◆ Description of the task ◆
Format the part of the items below that opens with the line containing "Expected: for every instance of the shallow" and closes with the line containing "Expected: for every instance of the vegetation" as a numbered list, with both of those lines included and any blank lines left out.

◆ Given data ◆
-- START --
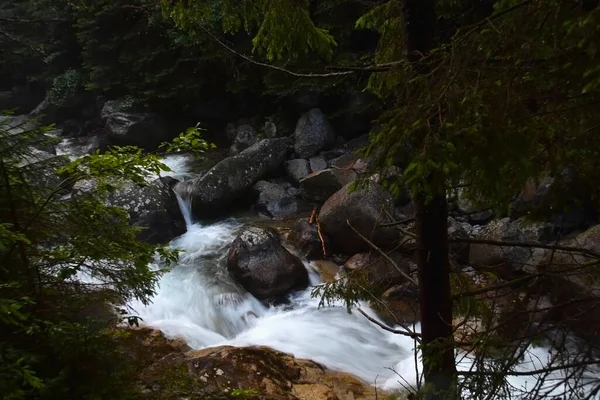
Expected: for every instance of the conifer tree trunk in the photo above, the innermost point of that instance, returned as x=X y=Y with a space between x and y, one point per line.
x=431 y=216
-- END --
-- START --
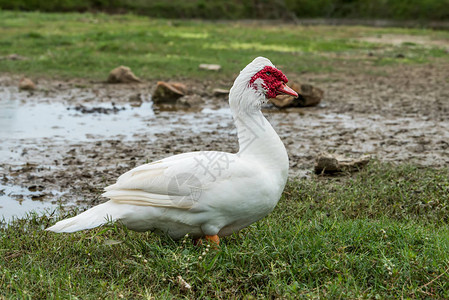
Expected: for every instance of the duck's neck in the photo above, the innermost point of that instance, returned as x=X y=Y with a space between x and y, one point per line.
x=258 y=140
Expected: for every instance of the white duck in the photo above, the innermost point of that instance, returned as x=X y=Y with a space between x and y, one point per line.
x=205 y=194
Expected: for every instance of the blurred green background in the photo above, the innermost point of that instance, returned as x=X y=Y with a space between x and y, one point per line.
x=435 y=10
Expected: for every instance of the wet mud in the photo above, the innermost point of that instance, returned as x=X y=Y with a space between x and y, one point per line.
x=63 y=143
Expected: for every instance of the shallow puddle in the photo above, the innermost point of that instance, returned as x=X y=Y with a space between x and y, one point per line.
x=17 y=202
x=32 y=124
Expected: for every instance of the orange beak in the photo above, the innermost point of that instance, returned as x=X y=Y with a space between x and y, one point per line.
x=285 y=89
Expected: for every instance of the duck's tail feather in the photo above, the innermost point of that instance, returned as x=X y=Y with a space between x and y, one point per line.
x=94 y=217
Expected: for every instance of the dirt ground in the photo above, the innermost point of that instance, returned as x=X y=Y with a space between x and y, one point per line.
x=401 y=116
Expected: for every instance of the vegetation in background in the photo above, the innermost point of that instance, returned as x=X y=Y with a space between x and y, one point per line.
-- END --
◆ The output ◆
1. Expected: for every instance of the shallow puddle in the photo above, the innermost point of that instance, returned as x=X y=Y with a space between x and y, one point per line.
2. x=17 y=202
3. x=32 y=124
4. Expected: for every instance of the orange beak in the photo above, the innermost point of that instance, returned as x=X y=Y with a space between x and y, one point per line.
5. x=285 y=89
6. Expected: for every instance of the duck's tail feather in the photo above, the innermost point of that instance, returned as x=X y=Y with a space between x and y, one point per line.
7. x=94 y=217
8. Expected: for every instance of the dirt ground in the photo above, the innermost point of that instance, returned as x=X y=Y with a space between x and y, one point per line.
9. x=401 y=116
10. Expected: for every instance of the vegetation in background in the photo above, the innermost point of that instance, returned as x=X y=Y with a space between x and y, one point per line.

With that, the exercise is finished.